— Objective —
In the records below, take every line from the one containing "Objective: a point on each instance of the snow covered" through the last line, both included. Rewrite them as a Markdown table with the columns Row and Text, numbering each line in Row and skipping blank lines.
★ ★ ★
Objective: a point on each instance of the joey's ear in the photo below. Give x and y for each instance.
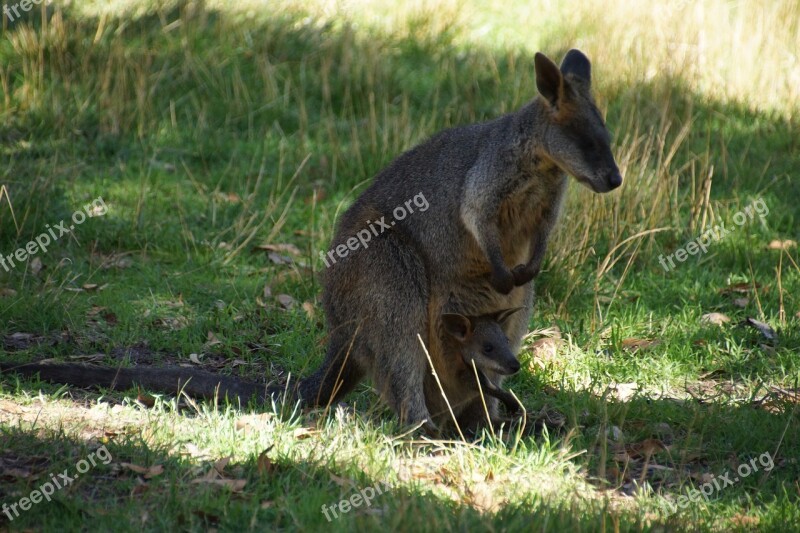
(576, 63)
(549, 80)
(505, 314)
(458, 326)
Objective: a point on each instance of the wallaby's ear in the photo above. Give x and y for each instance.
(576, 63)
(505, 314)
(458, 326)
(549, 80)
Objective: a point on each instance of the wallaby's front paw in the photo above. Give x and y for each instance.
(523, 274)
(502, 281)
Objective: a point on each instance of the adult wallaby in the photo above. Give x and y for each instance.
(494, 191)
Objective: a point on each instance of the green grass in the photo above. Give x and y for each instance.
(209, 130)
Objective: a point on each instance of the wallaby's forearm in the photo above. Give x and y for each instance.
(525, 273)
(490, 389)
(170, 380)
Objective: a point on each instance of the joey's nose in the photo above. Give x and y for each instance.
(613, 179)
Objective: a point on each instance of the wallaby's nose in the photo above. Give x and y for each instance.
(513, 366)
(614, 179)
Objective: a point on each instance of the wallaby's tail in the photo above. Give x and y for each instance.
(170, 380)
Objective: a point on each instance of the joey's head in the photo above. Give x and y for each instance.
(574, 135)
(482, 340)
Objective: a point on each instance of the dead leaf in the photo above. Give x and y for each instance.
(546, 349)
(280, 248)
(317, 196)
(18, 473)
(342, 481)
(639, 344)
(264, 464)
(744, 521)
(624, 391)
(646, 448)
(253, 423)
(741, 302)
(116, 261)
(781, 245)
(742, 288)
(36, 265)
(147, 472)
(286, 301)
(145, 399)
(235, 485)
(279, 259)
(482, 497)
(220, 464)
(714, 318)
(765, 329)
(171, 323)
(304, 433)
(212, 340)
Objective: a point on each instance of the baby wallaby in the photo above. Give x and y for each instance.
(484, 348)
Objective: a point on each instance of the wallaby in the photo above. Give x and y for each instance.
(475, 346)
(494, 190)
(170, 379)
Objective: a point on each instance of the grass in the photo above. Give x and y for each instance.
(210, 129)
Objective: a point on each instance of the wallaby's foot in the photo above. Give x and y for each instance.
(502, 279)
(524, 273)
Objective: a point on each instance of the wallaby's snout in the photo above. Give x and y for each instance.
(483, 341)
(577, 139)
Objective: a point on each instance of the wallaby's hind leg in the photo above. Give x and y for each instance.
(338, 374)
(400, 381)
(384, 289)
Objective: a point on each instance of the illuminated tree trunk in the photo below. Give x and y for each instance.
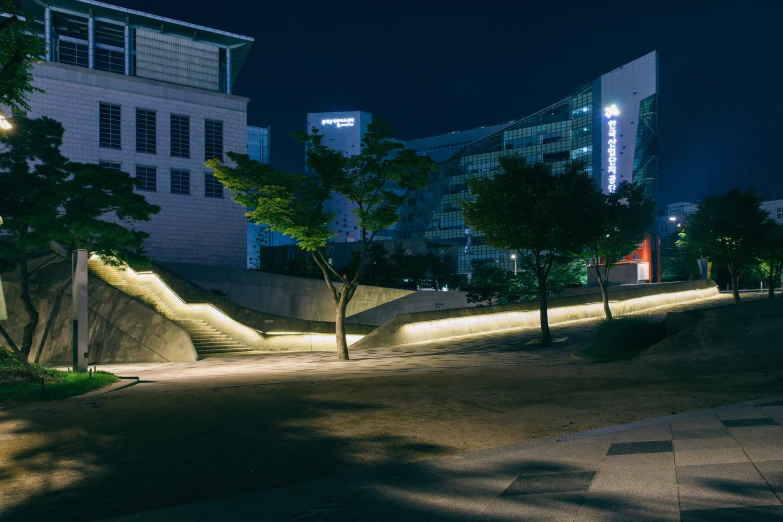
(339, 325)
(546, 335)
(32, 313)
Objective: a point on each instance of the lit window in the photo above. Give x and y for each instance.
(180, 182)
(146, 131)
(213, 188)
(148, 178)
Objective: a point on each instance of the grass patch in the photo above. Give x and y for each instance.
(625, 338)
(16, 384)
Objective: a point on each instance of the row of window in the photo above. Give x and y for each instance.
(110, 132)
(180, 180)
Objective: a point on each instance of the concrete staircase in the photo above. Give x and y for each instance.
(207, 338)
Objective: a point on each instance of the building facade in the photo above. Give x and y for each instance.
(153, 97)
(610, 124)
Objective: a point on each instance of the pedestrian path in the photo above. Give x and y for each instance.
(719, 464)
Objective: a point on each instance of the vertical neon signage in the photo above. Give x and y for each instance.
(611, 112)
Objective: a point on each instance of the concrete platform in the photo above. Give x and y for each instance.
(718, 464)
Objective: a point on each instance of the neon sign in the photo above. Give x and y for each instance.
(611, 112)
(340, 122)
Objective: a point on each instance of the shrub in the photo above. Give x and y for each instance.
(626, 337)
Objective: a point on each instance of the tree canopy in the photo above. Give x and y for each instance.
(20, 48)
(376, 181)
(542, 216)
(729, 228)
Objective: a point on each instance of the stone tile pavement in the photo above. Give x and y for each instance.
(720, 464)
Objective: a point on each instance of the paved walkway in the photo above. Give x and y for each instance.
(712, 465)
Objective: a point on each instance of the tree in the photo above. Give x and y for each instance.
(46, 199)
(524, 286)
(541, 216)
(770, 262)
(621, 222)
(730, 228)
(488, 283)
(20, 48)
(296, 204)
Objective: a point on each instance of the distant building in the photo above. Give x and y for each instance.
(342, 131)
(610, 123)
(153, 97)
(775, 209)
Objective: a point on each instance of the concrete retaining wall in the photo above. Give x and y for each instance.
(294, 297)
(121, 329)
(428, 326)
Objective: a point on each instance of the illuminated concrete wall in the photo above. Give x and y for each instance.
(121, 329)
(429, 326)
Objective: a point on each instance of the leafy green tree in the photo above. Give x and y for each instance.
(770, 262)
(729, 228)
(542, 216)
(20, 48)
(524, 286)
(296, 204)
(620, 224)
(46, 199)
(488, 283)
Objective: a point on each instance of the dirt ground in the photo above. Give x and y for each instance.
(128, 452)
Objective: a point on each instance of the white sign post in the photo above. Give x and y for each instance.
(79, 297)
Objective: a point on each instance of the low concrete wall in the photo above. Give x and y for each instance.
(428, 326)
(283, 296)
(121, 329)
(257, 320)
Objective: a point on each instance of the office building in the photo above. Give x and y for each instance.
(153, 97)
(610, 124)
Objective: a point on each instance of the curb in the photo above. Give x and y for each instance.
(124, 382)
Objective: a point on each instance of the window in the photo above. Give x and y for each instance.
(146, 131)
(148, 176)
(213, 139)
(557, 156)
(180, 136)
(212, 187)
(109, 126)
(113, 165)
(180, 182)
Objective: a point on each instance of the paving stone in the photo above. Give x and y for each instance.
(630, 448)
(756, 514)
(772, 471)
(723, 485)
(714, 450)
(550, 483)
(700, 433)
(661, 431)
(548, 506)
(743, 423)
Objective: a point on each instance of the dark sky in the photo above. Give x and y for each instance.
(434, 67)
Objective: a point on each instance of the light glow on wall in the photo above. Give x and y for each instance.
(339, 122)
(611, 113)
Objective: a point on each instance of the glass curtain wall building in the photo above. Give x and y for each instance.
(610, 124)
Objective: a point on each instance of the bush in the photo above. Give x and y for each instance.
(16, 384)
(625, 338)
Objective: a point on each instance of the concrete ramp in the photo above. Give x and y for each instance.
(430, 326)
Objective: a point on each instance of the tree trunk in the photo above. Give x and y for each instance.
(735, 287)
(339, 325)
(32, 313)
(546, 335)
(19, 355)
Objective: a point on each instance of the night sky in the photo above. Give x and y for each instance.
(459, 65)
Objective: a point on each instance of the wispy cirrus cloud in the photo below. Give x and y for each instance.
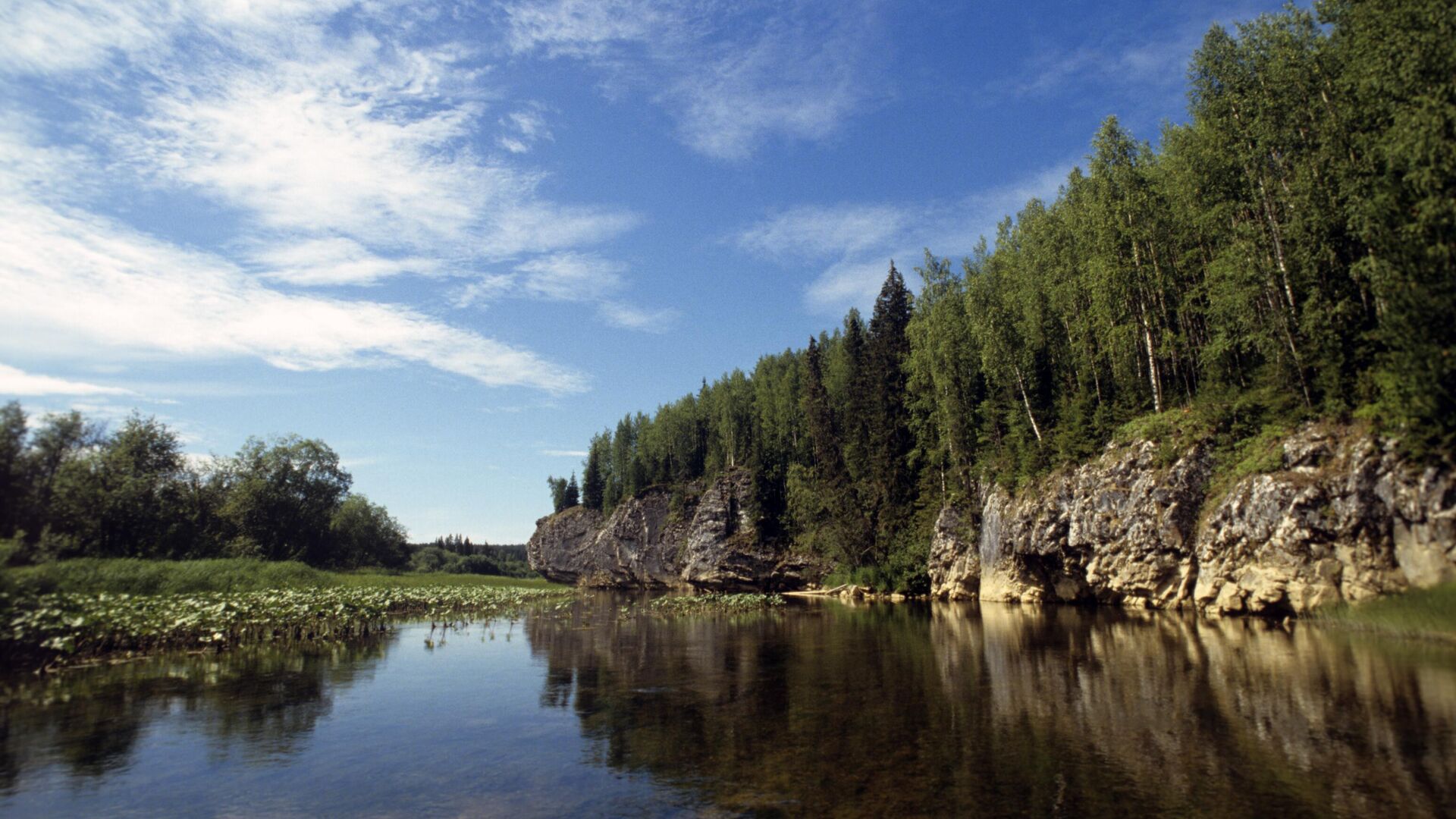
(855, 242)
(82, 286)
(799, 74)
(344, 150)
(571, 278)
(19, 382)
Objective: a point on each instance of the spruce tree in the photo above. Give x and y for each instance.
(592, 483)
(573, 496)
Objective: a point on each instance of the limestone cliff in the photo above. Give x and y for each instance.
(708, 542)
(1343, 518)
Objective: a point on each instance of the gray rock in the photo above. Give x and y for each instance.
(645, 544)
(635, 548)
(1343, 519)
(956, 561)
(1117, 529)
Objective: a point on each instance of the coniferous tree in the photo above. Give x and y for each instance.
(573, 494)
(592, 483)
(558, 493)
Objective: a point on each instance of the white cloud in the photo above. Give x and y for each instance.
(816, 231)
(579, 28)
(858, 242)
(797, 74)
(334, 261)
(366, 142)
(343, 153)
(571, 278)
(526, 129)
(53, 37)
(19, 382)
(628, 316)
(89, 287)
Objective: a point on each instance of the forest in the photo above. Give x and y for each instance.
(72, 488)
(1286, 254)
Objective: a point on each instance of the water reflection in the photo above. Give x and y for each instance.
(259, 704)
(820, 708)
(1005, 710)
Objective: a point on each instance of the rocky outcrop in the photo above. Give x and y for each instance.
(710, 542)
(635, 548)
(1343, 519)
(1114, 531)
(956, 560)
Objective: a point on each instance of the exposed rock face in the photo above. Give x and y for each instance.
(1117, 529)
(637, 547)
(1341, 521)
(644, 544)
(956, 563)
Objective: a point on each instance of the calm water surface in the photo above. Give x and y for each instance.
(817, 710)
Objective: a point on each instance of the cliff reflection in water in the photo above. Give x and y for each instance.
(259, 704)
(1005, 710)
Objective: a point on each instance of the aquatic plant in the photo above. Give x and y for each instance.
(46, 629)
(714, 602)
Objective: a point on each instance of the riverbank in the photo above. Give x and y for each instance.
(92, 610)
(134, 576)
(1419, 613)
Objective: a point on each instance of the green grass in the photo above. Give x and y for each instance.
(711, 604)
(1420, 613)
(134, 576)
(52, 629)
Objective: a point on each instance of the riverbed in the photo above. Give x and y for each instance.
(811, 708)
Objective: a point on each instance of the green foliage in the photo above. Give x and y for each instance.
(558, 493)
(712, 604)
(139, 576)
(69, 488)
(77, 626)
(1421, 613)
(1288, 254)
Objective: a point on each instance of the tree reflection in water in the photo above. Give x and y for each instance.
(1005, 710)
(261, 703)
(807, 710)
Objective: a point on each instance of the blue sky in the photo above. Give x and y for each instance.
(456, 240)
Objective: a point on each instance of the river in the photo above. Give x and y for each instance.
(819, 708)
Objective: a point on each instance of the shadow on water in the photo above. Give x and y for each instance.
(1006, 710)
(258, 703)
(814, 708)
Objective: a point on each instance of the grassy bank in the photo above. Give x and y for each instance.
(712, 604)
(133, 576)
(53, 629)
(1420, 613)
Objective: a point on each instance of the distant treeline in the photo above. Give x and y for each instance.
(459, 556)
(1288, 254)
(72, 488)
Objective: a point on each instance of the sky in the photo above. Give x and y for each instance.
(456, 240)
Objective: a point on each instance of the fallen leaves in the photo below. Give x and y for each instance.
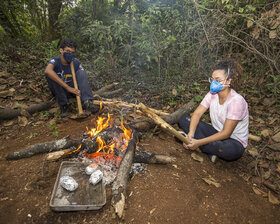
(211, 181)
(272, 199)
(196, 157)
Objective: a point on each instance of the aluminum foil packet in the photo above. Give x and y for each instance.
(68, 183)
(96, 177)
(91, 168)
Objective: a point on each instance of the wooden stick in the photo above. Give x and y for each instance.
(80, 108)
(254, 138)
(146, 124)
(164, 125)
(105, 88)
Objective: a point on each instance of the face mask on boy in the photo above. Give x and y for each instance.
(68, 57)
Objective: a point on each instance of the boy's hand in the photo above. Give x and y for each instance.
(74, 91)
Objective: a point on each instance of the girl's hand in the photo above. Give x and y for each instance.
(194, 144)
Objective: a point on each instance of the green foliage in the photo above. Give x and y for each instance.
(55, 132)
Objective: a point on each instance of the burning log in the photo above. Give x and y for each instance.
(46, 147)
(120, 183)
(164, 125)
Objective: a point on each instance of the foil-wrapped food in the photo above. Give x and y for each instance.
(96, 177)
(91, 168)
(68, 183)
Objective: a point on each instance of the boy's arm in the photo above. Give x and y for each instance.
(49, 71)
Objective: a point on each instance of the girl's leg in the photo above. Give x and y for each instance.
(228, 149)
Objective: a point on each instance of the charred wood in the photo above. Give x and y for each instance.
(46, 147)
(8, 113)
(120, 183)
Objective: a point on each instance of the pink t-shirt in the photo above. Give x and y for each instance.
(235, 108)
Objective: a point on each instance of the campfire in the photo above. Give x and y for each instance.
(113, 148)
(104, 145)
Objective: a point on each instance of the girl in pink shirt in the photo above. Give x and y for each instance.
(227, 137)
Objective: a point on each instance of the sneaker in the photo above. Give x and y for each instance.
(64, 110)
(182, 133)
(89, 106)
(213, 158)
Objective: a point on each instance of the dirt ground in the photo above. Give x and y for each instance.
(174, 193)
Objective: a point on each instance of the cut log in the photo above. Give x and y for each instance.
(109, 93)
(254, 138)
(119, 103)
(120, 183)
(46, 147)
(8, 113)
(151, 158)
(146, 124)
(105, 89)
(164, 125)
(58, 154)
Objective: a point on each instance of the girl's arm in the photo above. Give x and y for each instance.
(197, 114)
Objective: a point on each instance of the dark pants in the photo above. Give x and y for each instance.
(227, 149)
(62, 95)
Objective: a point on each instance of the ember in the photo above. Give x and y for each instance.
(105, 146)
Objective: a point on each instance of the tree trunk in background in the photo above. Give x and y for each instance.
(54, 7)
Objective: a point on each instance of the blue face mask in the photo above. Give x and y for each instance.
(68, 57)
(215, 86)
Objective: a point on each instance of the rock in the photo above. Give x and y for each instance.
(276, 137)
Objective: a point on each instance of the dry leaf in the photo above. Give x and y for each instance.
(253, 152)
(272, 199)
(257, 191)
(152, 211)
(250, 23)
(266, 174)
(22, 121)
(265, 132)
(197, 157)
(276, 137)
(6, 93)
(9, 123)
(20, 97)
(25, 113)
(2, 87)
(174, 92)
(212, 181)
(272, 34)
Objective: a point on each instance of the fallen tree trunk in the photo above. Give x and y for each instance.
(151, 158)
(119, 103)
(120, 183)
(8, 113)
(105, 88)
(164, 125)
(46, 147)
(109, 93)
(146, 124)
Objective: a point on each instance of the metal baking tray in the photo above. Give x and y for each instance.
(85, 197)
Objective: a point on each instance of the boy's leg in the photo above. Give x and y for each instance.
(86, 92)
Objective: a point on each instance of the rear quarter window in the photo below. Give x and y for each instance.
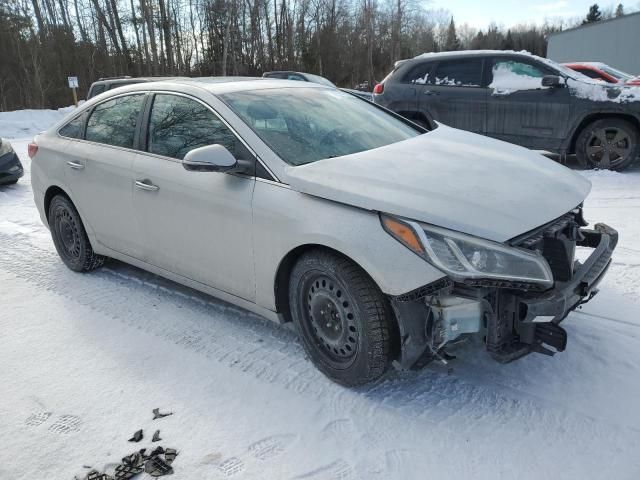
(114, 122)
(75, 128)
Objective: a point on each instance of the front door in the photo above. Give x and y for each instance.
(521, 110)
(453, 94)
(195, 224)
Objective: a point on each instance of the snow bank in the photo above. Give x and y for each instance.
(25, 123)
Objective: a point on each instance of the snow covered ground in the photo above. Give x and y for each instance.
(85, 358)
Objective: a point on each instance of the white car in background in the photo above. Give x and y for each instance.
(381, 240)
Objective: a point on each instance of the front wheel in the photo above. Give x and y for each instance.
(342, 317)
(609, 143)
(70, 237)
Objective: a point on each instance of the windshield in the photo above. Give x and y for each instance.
★ ★ ★
— Result —
| Row | Text |
|---|---|
| 1 | Objective: a point on each instance of the snow covered ground in the photo above. Give x and y for each instance. |
| 2 | (85, 358) |
| 3 | Objective: a point on each instance of the white car in background in the photo above. Give x and y for each instance. |
| 4 | (381, 240) |
| 5 | Objective: a point on each instance of the front wheel in the photo above. Give x and y for each instance. |
| 6 | (342, 317) |
| 7 | (609, 143) |
| 8 | (70, 237) |
| 9 | Objective: a point on each instance of the windshield in the photo above. Give x and y for each instance. |